TASK DETAILS: Only one portion of the data is to be written out: from the line bearing "column 102, row 111" through the line bearing "Query: trousers". Write it exactly as it appears.

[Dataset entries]
|---|

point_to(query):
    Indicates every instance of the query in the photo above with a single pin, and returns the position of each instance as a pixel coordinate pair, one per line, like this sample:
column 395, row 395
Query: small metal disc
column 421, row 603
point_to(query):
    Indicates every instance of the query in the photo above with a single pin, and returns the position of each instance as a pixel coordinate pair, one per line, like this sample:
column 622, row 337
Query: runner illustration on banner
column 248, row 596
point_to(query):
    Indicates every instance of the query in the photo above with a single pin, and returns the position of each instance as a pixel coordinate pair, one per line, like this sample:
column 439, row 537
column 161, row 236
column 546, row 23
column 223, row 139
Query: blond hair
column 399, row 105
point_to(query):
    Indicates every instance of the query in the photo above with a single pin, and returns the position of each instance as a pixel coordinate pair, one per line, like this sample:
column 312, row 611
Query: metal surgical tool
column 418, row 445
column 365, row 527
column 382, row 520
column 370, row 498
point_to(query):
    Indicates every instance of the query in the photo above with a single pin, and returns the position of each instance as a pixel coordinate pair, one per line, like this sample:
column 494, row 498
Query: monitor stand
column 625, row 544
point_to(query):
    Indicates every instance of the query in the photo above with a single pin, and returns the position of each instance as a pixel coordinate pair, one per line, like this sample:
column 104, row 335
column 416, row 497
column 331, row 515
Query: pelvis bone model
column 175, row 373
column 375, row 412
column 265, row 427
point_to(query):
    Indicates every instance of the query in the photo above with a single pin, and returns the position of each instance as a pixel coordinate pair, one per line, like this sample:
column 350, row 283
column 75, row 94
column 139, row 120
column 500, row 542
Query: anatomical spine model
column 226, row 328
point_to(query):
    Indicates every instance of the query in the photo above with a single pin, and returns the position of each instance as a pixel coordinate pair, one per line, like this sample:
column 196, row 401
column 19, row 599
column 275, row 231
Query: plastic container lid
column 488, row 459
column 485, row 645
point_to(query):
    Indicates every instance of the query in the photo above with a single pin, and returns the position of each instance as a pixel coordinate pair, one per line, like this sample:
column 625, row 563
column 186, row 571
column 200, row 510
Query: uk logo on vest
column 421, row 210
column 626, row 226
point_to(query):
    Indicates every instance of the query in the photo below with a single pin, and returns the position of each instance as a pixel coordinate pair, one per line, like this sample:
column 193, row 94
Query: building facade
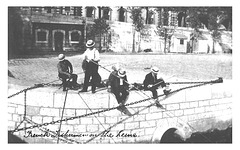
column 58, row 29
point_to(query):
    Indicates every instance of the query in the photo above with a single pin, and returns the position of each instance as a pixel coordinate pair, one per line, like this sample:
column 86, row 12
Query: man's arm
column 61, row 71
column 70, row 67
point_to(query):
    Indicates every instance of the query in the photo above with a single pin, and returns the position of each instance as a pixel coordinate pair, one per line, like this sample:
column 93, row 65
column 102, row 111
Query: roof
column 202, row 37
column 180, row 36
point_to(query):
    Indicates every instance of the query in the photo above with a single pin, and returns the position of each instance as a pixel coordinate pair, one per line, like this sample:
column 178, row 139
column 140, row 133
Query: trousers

|---|

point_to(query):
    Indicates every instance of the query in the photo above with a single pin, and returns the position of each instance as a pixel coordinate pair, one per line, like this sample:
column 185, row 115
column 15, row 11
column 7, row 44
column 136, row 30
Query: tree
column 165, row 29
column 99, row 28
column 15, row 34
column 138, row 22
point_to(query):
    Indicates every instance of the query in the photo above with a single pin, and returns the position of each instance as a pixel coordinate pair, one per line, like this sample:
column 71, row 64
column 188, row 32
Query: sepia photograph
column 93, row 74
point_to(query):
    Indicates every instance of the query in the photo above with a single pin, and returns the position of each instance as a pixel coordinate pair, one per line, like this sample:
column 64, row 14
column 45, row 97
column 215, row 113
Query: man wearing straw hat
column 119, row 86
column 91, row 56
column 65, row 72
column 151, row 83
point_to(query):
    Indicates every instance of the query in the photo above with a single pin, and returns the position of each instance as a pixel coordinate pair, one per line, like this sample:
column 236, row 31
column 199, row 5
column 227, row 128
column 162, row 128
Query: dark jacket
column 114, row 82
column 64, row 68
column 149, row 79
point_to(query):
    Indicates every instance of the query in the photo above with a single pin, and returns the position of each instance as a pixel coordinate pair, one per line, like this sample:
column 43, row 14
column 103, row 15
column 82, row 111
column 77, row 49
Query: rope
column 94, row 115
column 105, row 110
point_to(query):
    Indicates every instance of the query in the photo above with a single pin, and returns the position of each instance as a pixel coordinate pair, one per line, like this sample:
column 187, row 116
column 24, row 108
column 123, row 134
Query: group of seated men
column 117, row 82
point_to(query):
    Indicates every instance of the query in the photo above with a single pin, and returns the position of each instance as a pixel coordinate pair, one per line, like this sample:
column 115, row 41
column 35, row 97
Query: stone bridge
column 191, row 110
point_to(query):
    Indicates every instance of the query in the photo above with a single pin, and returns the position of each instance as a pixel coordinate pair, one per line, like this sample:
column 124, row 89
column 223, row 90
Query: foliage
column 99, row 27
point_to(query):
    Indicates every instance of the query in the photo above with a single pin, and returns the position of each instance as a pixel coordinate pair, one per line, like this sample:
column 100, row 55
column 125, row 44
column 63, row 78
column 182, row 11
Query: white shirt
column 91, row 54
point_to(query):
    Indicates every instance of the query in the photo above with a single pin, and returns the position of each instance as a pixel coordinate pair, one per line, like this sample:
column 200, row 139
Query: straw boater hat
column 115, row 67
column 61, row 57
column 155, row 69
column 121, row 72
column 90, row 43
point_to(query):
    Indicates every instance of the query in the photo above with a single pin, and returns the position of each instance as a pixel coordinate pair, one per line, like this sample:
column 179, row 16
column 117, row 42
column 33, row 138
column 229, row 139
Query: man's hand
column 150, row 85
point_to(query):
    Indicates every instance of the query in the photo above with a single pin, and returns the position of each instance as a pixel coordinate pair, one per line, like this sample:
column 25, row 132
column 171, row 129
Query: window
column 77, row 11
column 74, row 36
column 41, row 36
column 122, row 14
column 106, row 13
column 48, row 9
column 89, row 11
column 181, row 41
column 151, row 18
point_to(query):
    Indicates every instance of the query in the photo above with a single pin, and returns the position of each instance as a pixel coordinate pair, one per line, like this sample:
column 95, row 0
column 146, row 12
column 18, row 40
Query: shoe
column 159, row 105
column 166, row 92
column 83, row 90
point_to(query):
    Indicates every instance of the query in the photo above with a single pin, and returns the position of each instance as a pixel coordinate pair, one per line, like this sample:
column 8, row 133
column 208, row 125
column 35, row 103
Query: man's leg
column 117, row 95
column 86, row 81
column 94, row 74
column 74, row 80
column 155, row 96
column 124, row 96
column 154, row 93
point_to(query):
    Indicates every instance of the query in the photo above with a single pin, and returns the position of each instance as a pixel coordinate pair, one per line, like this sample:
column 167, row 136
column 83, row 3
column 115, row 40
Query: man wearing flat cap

|---|

THE ANSWER:
column 102, row 111
Query: roof
column 202, row 37
column 180, row 36
point_to(query):
    Indicates every instance of the query in the photo above with a single pin, and returns the position of each instance as a pixel coordinate pair, one per line, like this sample:
column 178, row 139
column 140, row 133
Query: trousers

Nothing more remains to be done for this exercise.